- _PROBLEM TO WORK ON_
Copy the items below, switching each "Output" to "Answer" and leaving everything else unchanged.

- _EXCERPTED DATA_
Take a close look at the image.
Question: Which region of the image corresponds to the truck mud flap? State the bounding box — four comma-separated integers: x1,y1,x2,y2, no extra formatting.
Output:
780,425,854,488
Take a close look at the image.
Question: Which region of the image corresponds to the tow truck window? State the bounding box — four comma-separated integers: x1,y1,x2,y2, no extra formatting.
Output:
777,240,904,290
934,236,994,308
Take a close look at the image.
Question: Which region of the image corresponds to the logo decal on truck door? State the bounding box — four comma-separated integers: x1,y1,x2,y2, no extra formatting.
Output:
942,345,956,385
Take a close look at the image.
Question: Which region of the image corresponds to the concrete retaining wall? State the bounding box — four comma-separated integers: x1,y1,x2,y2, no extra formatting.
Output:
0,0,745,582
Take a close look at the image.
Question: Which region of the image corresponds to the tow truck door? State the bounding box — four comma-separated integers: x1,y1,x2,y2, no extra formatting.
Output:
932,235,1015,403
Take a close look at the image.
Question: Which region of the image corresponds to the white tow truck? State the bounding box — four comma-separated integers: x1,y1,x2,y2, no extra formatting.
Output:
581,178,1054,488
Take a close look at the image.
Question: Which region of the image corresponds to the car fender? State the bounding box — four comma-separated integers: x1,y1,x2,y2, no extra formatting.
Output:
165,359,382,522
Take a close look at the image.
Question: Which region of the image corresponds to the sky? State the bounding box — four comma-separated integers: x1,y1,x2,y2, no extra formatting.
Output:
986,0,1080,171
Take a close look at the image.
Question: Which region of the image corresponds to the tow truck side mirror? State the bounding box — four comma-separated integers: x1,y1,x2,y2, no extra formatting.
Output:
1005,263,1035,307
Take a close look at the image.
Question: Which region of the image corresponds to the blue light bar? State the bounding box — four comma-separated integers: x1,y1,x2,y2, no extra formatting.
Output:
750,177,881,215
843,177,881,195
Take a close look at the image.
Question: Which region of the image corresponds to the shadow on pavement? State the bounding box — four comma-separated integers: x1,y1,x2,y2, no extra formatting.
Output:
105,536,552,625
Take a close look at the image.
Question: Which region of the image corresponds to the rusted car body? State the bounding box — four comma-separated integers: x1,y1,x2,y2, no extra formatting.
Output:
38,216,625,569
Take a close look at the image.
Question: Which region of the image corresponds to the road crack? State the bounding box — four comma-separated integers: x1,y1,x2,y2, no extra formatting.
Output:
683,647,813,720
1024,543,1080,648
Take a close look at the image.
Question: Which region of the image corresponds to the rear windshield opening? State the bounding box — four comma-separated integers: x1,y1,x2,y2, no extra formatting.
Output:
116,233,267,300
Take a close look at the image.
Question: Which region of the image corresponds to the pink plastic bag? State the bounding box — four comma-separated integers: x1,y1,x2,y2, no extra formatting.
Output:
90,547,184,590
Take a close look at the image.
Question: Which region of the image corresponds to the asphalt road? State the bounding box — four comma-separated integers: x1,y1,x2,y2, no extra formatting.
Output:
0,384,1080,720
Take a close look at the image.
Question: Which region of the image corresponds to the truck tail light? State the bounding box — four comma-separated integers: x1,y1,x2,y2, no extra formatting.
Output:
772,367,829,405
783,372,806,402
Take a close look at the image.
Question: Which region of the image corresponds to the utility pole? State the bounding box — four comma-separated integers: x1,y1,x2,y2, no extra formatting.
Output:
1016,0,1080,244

- _CORRECT OUTPUT_
Take a close look at the image.
Question: Which region of the image corresponds to the truck mud flap? State the bounding box — four comma-separated integers: x1,y1,x2,y2, no extra formatting.
Answer:
780,425,854,488
Take a close look at the image.
Question: Which region of the image corresponds to the tow truck window? State the bounding box — four comma-separated integers: x1,y1,x2,y2, no extra formatting.
Answer:
777,240,904,290
934,236,994,308
Take a close look at the image.
Question: Which region of the image corresponds to the logo decal on truck door? State the bounding box — four comma-separated integers: x1,y1,x2,y2, no extra formatting.
Answer:
942,345,956,385
Take a close look at the image.
Question: Which region of the image corresponds to the concrete retaining wall? State the bounding box — four comma-separated integers: x1,y1,x2,y2, no extra formatting.
Answer:
0,0,745,582
Take a close look at the image.
Question: Which region of the image corresponds to the tow truck door? State the bounding box — four comma-separated integers: x1,y1,x2,y2, no extra formatting.
Answer:
932,235,1015,403
Take a close look at the image.
Question: Which region of the image corresponds to the white tow truck? State the bounding box — four comma-separated integers: x1,y1,x2,y2, no extra formatting.
Answer:
581,178,1054,488
Take a close look at the image.
Question: Which region of the image corresponds to the car fender? State the bounding box — four comma-separated integers: x1,y1,x2,y2, no extra formatting.
Answer:
165,359,382,522
Take a close look at the image.
Question: Which region of the image corresponds to the sky? State the bounding box — four comma-separated integers: x1,y1,x2,y2, no extra formatting.
Answer:
986,0,1080,171
Take a close look at the image.
Question: Which region of the image corresponds to the tow truck side mirror? State the bounding box — four comma-separated integers: x1,y1,x2,y2, no extra formatting.
Answer:
1005,263,1035,307
Take a close look at the image.
Question: Which region of the image corresponds to the blue light bar? State the bounding box — four comma-separated integers: x1,y1,x2,y2, no extra formatting.
Answer:
750,177,881,215
843,177,881,195
Take a close look at the image.
Question: Which region of the image corresponds to the shadow on pavement? State the bounding box — four comma-separated integers: x1,y1,x2,y2, no extra formatting.
Answer:
105,536,552,625
Take a close look at the image.
Question: Which region of the image corresponds to the rusted car body? State the bounding box — four comma-separated integers: x1,y1,x2,y2, no extra formatting.
Answer:
38,216,625,569
Take a close look at the image.
Question: Which region of the image corresponds to the road crack? State the bounding box — four comma-separated integers: x1,y1,x2,y2, no extra formatting.
Answer:
683,647,813,720
1024,543,1080,648
Take a close look at the image.
Question: Which region of the image corresponds to the rear windshield opening? State the bounding box — four comma-separated integers: x1,y1,x2,y2, no extra formatting.
Answer:
116,233,267,300
Take a close look at the image.
Question: Which region of the image corresponds to the pink plastic bag? State the bounding box — four comma-separated integers: x1,y1,x2,y2, no extra formatting.
Answer:
90,547,184,590
Take a close look at the image.
Question: Which region of the image corresponds to the asphalt road? State the bounding box — four comma-separated integers: x1,y1,x2,y2, no extra formatting.
Answer:
0,384,1080,720
Take a close look at the image.
Question: Which region of the image corresponds to the truck tail light? State the bounding box — four comma-separated integers: x1,y1,x2,y2, no extra formatting.
Answer:
772,367,829,405
783,372,806,402
Take a close look at the image.
Question: Which region of the image corresponds to the utility pole? State the bounding box — four comma-separated integers: x1,y1,x2,y2, no extra formatting.
Answer:
1016,0,1080,244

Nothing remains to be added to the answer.